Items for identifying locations
::::::::
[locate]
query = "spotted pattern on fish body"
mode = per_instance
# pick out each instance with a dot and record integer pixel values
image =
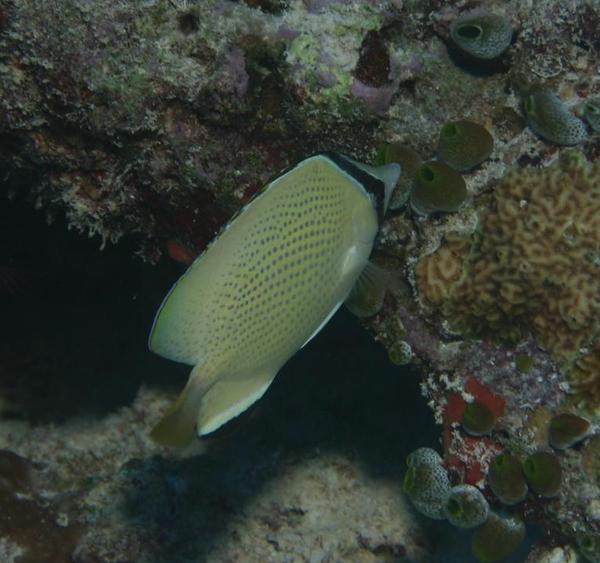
(267, 284)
::::::::
**Given exercise**:
Reproduce every item above word for word, leaving the pictures out.

**Completed exercise**:
[locate]
query = "spotted pattern on fish body"
mode = per_instance
# pick out each instance with a dot and record integer pixel values
image =
(267, 284)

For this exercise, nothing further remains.